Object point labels
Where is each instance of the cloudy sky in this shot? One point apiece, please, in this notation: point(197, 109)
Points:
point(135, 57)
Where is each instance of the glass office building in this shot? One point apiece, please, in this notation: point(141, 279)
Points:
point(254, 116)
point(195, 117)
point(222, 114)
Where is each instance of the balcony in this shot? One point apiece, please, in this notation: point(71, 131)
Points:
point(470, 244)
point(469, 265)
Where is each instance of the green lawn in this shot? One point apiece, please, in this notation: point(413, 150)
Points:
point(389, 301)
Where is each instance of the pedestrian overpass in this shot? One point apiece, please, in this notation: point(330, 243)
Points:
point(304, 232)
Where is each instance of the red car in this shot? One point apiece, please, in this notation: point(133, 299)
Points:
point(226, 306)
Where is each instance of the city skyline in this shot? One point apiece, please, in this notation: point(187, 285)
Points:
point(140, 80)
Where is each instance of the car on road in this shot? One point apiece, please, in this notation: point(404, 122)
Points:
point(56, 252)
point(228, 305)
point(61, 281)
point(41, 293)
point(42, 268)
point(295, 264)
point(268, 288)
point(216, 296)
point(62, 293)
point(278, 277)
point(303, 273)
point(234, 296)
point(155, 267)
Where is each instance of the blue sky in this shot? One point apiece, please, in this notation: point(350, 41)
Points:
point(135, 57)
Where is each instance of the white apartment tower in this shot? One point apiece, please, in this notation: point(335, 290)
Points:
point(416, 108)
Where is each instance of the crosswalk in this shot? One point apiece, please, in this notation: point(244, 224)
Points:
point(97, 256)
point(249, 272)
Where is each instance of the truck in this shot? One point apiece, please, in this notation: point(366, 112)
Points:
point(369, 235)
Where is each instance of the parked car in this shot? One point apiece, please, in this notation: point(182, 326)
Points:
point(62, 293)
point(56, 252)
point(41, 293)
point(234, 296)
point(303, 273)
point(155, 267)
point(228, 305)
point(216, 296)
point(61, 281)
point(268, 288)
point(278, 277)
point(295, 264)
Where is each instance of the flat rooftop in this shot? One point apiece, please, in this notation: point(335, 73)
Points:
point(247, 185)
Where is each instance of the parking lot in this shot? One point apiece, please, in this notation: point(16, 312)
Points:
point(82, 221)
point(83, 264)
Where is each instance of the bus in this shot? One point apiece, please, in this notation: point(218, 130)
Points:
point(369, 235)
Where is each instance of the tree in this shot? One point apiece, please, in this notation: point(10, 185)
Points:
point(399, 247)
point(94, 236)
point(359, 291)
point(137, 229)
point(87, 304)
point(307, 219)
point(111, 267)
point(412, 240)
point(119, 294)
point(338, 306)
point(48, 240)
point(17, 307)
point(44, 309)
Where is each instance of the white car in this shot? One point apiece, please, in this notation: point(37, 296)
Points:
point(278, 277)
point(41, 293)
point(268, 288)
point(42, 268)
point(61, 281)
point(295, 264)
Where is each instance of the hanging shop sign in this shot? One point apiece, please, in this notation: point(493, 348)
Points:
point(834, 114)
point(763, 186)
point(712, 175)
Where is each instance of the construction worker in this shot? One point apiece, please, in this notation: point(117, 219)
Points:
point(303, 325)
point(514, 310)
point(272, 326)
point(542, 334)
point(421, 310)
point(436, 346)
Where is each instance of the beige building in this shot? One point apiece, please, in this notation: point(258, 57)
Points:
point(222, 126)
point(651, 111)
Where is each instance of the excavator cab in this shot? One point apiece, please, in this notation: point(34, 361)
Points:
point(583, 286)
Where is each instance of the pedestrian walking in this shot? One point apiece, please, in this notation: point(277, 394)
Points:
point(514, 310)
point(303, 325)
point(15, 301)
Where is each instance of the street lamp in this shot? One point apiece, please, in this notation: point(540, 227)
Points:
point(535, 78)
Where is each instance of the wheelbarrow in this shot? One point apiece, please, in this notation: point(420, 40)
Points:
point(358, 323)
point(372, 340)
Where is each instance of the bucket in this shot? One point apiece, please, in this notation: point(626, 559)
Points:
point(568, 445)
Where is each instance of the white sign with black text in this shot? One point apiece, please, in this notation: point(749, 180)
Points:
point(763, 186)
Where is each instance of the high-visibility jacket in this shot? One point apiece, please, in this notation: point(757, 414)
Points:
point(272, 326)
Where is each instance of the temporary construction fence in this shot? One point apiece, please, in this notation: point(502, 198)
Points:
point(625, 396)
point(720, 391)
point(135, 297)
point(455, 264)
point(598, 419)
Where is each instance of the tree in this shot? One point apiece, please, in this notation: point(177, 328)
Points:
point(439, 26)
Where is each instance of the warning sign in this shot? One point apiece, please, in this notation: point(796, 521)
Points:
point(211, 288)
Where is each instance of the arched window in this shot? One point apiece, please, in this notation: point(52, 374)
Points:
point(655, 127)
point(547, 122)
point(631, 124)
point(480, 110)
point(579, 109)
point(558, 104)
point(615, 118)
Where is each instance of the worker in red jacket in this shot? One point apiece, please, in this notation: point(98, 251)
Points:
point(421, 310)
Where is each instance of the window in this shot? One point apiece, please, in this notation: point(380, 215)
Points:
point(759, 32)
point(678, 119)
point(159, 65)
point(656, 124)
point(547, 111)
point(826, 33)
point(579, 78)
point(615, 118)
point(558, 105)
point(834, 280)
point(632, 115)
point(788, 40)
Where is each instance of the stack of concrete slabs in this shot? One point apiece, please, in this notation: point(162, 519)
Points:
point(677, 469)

WRITTEN REQUEST:
Reproduce all of the lines above word for word, with no changes.

TASK OUTPUT:
Where is each instance of the cloudy sky in this shot? One point apiece, please, in this notation: point(197, 109)
Points:
point(135, 57)
Where is each instance of the glass office building in this shot? One point apiece, please, in this notation: point(141, 279)
Points:
point(254, 116)
point(195, 117)
point(222, 114)
Where is each instance of the balcony in this shot? One point apiece, please, in this notation: point(71, 131)
Points:
point(470, 244)
point(469, 265)
Where is each instance of the green lawn in this shot? One point apiece, please, in this notation: point(413, 150)
Points:
point(389, 301)
Where is each instance of the pedestrian overpass in this shot? One point apiece, please, in this notation: point(330, 243)
Points:
point(304, 232)
Where is each instance of the red car in this shot? One point apiece, please, in this notation: point(133, 299)
Points:
point(226, 306)
Where is each instance of the city skyline in this shot? One point apiece, please, in this notation: point(187, 285)
Points:
point(140, 80)
Where is each instance of the car on road in this shot? One point apiece, please, in this notation: point(404, 122)
Points:
point(56, 252)
point(228, 305)
point(61, 281)
point(41, 293)
point(42, 268)
point(295, 264)
point(268, 288)
point(216, 296)
point(62, 293)
point(278, 277)
point(303, 273)
point(234, 296)
point(155, 267)
Where is each instance of the blue sky in this shot? One point apiece, please, in this notation: point(350, 41)
Points:
point(135, 57)
Where is each instance of the white apartment tower in this shot? One point apiece, please, in this notation: point(335, 290)
Points:
point(416, 108)
Where is each instance of the crosswalk in this shot? One point apiece, please, in this notation: point(244, 224)
Points:
point(97, 256)
point(249, 272)
Where is each instance of the truck in this shot? One point apiece, please, in this notation: point(366, 112)
Points:
point(369, 235)
Where is each instance of the parked car in this shot? One point apiece, please, in this notation: point(182, 326)
Points:
point(62, 293)
point(56, 252)
point(41, 293)
point(234, 296)
point(303, 273)
point(155, 267)
point(228, 305)
point(216, 296)
point(61, 281)
point(268, 288)
point(278, 277)
point(295, 264)
Where is each instance of the flat rooftop in this shot? One point apiece, please, in this notation: point(335, 73)
Points:
point(247, 185)
Where is each instance of the parking lot in this shot? One point apiece, please, in this notation: point(16, 312)
Points:
point(82, 221)
point(83, 264)
Where is each instance of the bus in this shot? One point apiece, please, in this notation: point(218, 130)
Points:
point(369, 235)
Where is each instance of the tree in this shot? One point apiece, please, in this notation: point(10, 185)
Points:
point(399, 247)
point(94, 236)
point(359, 291)
point(137, 229)
point(87, 304)
point(307, 219)
point(111, 267)
point(412, 240)
point(119, 294)
point(338, 306)
point(48, 240)
point(17, 307)
point(44, 309)
Where is each instance of the white car in this shot? One point apiece, please, in this notation: point(37, 296)
Points:
point(278, 277)
point(41, 293)
point(268, 288)
point(42, 268)
point(61, 281)
point(295, 264)
Where is each instance of the hanging shop sign in this shot? One point apiece, please, in this notation: point(493, 348)
Points:
point(834, 114)
point(763, 186)
point(712, 175)
Where is each instance of the construction worker in this shot? One point apiece, please, in this notation: point(117, 219)
Points:
point(303, 325)
point(514, 310)
point(272, 326)
point(542, 334)
point(421, 310)
point(436, 346)
Where is each instance of the beige building in this shot? One point apiece, please, in this notation: point(258, 57)
Points:
point(222, 126)
point(651, 111)
Where is each instance of the excavator cab in this shot? One point apiece, please, in this notation: point(34, 361)
Points:
point(583, 286)
Where is each instance of the pedestrian walking in this shot? One point apiece, please, in this notation: point(277, 394)
Points:
point(514, 310)
point(303, 325)
point(15, 301)
Where is each instance of the street lamp in this shot? One point apiece, please, in this notation: point(540, 227)
Points:
point(535, 78)
Where is each instance of the wheelbarrow in this shot? One point apiece, please, in this notation: point(420, 40)
Points:
point(358, 323)
point(372, 340)
Where is each instance of the bucket in this shot? One point apiece, please, in this notation: point(626, 559)
Points:
point(568, 445)
Where is each instance of the white sign with black text in this shot? One point apiece, please, in this notation: point(749, 180)
Points:
point(763, 186)
Where is each instance of the high-visibility jacket in this shot? One point apiece, please, in this notation: point(757, 414)
Points:
point(272, 326)
Where is each instance of the temporary construction fence in this shot? One point apiece, please, in this notation: point(502, 198)
Points:
point(625, 396)
point(720, 391)
point(135, 297)
point(455, 264)
point(598, 419)
Where is each instance of the tree in this shot? One point apiece, please, in this notation: point(177, 328)
Points:
point(439, 26)
Where is each instance of the warning sign in this shot? One point apiece, please, in this notation: point(796, 521)
Points:
point(211, 288)
Where is each instance of the arched window in this shot? One point apiece, please, in this notation: point(52, 374)
Points:
point(655, 127)
point(547, 122)
point(631, 124)
point(480, 110)
point(579, 109)
point(558, 104)
point(615, 118)
Where is each instance of the worker in red jacket in this shot? One point apiece, please, in this notation: point(98, 251)
Points:
point(421, 310)
Where is each instance of the window in this shot? One point apiece, please, in this notation: point(380, 215)
Points:
point(759, 32)
point(678, 119)
point(159, 65)
point(656, 124)
point(547, 111)
point(826, 33)
point(579, 78)
point(615, 118)
point(558, 105)
point(834, 280)
point(632, 115)
point(788, 40)
Where is each instance of the stack of concrete slabs in this shot? One point apiece, please, in this notation: point(162, 519)
Points:
point(677, 469)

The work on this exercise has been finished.